• [GIVEN TASK] Render the material from the line containing "Task: mark one point on every instance of the blue" through the end as a Markdown table with the columns Row and Text, numbering each line and skipping blank ones.

/---

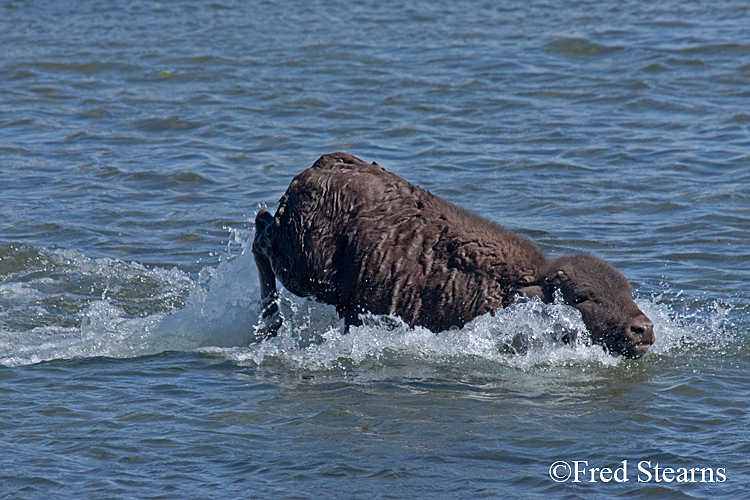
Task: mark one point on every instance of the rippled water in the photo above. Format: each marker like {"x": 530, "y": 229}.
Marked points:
{"x": 138, "y": 140}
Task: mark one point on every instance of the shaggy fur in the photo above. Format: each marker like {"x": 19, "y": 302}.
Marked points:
{"x": 353, "y": 235}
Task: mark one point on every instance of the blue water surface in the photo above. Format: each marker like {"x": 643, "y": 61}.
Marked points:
{"x": 139, "y": 139}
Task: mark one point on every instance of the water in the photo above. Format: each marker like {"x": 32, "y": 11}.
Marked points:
{"x": 138, "y": 140}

\---

• [OUTPUT BELOW]
| Row | Text |
|---|---|
| 1 | Task: mark one point on every instance of the blue water surface in the photo above. Format: each marker like {"x": 643, "y": 61}. |
| 2 | Marked points: |
| 3 | {"x": 139, "y": 139} |
| 4 | Task: mark one point on every instance of the water in the photo above. Format: each marker like {"x": 32, "y": 11}. |
| 5 | Marked points: |
| 6 | {"x": 138, "y": 140} |